┌────────

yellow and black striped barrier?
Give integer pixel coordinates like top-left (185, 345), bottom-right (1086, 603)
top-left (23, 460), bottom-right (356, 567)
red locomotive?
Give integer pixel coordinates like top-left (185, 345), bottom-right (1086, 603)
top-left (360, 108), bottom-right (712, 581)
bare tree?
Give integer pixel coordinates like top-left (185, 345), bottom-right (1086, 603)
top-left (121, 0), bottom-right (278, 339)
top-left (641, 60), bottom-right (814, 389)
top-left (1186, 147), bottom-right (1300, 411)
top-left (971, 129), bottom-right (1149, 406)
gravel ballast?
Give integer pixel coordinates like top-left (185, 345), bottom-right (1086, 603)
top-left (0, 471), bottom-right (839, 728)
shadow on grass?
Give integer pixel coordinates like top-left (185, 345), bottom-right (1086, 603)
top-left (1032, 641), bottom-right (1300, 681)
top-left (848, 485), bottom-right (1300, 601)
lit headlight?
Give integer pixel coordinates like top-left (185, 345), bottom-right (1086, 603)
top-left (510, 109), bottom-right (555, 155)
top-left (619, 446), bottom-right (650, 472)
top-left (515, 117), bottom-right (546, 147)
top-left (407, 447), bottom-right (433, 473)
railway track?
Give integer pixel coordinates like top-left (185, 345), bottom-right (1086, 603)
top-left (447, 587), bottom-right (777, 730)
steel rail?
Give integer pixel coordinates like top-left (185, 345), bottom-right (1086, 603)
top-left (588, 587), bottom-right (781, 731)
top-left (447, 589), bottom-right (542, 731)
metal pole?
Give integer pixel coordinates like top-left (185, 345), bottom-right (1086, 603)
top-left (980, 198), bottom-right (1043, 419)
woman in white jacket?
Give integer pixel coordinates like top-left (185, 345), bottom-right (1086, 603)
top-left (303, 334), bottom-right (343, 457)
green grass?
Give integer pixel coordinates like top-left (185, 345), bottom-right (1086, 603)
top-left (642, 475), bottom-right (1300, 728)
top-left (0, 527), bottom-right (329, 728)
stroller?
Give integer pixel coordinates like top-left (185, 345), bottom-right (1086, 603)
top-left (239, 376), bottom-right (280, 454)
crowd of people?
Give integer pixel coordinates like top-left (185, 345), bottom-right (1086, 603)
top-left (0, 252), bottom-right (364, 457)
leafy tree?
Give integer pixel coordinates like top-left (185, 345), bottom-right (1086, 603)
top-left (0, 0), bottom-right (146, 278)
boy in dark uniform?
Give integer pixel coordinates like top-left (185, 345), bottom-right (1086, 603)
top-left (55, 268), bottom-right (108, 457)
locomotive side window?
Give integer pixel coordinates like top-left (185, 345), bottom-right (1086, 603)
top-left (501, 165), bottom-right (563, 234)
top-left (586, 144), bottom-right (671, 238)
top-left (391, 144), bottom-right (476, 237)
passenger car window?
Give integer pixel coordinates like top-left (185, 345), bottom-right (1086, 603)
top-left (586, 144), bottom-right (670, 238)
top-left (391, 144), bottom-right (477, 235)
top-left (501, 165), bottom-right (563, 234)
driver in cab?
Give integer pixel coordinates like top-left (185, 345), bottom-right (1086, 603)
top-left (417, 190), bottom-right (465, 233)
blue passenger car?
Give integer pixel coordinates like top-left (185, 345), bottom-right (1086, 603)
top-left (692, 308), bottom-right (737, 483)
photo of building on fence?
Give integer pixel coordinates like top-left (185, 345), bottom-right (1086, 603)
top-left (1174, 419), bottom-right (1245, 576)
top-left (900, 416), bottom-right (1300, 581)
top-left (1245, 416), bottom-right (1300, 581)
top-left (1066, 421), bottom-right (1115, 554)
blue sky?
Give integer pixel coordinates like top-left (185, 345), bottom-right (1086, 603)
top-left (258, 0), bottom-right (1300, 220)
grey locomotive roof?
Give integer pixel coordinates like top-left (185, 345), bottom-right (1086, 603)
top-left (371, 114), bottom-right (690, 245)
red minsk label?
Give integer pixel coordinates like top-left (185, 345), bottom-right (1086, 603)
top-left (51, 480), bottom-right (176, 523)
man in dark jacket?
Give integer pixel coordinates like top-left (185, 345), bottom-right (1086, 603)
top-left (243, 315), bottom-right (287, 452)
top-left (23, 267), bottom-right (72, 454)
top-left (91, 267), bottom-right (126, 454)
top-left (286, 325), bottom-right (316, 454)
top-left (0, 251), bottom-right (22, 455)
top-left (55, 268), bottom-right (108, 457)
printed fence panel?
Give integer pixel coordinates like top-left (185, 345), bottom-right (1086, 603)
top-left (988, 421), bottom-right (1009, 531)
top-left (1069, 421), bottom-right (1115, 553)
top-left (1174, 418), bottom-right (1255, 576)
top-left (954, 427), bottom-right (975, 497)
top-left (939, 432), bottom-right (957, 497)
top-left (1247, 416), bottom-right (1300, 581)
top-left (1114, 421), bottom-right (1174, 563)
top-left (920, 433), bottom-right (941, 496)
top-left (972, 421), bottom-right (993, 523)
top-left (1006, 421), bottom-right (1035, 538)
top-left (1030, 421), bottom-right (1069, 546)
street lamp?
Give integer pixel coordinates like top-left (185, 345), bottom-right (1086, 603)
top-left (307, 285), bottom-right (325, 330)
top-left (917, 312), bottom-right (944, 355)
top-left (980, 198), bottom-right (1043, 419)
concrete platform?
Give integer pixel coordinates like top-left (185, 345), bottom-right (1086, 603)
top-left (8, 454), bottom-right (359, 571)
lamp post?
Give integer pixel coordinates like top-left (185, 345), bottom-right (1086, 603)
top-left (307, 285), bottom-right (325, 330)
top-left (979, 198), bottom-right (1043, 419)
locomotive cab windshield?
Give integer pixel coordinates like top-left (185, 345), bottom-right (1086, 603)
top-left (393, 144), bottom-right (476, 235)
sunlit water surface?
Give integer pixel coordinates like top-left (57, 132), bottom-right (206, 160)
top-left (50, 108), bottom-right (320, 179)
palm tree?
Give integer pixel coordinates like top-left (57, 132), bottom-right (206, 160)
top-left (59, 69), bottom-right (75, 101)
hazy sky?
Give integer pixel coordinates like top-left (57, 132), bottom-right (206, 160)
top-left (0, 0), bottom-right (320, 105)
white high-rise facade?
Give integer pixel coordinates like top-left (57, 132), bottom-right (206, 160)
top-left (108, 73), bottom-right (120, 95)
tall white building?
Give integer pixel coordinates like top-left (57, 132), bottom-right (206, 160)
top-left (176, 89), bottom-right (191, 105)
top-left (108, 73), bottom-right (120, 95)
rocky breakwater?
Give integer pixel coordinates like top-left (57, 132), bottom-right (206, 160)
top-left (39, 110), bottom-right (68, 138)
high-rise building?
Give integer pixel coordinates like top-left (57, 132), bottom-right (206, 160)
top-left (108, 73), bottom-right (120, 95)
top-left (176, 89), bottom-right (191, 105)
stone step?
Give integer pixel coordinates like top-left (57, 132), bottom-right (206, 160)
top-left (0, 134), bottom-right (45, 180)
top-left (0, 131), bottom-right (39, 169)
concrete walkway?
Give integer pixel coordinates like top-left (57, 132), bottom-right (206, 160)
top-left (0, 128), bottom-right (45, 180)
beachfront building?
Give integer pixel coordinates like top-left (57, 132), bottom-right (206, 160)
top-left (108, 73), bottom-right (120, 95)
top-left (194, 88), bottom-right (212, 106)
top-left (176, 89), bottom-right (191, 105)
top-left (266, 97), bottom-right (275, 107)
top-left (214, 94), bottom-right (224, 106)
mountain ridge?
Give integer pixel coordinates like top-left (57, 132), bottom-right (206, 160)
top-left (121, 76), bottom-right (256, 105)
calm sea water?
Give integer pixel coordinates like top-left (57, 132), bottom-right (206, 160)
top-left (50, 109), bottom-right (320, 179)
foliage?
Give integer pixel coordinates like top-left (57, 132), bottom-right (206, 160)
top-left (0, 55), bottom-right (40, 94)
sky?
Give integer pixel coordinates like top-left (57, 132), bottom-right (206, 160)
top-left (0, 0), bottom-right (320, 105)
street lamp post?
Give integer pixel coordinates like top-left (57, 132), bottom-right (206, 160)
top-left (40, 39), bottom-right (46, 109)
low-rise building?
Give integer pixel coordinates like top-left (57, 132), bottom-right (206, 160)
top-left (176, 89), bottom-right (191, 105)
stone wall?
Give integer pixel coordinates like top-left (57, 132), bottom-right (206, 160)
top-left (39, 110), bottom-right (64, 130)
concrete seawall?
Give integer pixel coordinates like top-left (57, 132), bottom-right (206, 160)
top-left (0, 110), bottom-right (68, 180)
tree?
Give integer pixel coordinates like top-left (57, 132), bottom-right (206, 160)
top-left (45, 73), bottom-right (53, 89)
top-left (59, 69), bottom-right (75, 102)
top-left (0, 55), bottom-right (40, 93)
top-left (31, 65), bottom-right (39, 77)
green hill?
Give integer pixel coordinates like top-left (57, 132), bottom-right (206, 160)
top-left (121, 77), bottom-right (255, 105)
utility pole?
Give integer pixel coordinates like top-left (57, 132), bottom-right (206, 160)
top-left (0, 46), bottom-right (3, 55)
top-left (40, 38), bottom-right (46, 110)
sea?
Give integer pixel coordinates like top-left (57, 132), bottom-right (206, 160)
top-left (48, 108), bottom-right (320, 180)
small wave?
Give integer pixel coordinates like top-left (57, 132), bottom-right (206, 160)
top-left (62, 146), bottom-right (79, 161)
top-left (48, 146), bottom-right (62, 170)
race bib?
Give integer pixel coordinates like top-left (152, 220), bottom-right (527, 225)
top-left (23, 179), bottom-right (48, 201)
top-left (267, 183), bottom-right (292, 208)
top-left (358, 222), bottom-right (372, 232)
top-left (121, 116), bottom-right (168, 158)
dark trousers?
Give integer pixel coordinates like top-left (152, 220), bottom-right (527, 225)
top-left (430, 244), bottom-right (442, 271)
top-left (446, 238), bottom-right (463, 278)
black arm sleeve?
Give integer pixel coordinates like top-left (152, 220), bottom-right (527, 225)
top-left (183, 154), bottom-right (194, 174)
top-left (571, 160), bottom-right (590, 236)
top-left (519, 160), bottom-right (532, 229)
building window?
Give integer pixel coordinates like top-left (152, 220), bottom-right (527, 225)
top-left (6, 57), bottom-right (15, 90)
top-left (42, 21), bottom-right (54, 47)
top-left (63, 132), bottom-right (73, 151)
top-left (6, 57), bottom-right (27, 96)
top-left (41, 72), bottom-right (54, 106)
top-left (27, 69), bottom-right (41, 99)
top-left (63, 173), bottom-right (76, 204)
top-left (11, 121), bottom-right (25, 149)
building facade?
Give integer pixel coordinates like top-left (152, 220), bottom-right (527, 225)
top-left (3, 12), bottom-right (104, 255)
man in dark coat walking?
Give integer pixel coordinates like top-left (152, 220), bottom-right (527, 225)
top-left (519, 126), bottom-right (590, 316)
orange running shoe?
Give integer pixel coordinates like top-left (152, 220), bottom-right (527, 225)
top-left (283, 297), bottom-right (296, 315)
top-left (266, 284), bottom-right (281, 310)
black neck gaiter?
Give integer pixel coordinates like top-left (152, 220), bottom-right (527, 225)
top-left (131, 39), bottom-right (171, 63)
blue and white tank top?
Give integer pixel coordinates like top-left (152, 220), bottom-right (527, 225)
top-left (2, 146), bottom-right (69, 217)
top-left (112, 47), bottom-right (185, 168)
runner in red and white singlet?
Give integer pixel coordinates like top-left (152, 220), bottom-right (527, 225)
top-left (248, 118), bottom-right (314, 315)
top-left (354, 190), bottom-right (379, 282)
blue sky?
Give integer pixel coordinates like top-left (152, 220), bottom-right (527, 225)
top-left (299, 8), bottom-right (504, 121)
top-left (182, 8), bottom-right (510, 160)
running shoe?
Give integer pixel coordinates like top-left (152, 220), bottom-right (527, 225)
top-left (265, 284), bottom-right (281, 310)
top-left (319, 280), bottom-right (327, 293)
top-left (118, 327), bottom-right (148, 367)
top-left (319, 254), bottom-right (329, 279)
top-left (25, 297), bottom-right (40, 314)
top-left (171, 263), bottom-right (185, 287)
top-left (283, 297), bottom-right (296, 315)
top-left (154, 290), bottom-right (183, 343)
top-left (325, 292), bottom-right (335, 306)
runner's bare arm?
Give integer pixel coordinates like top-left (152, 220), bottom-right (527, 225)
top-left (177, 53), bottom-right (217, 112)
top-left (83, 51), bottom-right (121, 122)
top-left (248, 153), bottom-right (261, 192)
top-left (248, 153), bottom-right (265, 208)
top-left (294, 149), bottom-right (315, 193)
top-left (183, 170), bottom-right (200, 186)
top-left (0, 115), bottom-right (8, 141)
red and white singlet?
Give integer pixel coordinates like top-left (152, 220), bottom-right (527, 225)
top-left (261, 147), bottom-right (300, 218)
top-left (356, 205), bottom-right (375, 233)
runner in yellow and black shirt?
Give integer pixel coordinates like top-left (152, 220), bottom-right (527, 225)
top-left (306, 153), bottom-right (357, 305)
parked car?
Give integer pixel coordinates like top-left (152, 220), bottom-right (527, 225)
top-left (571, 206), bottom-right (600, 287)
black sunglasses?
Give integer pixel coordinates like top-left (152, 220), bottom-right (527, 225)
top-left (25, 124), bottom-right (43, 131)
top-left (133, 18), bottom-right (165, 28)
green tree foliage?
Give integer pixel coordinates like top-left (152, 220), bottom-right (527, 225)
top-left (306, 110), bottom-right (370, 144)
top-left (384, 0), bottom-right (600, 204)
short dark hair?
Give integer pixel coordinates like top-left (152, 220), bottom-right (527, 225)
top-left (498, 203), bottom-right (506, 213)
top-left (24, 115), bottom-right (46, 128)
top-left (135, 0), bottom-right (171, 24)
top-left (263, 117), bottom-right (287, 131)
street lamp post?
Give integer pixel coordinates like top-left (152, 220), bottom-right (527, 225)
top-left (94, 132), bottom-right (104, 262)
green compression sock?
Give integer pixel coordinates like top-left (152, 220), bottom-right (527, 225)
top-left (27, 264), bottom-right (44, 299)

└────────

What is required: Substitute "light pole" for "lamp post" in the listing from the line with "concrete platform?" to the line with "top-left (979, 198), bottom-right (1043, 419)", and write out those lines with nothing else altered.

The completed task:
concrete platform?
Give integer pixel coordinates like top-left (185, 345), bottom-right (1086, 603)
top-left (8, 454), bottom-right (359, 571)
light pole?
Give integer pixel coordinates like top-left (185, 345), bottom-right (1086, 603)
top-left (307, 285), bottom-right (325, 330)
top-left (979, 198), bottom-right (1043, 419)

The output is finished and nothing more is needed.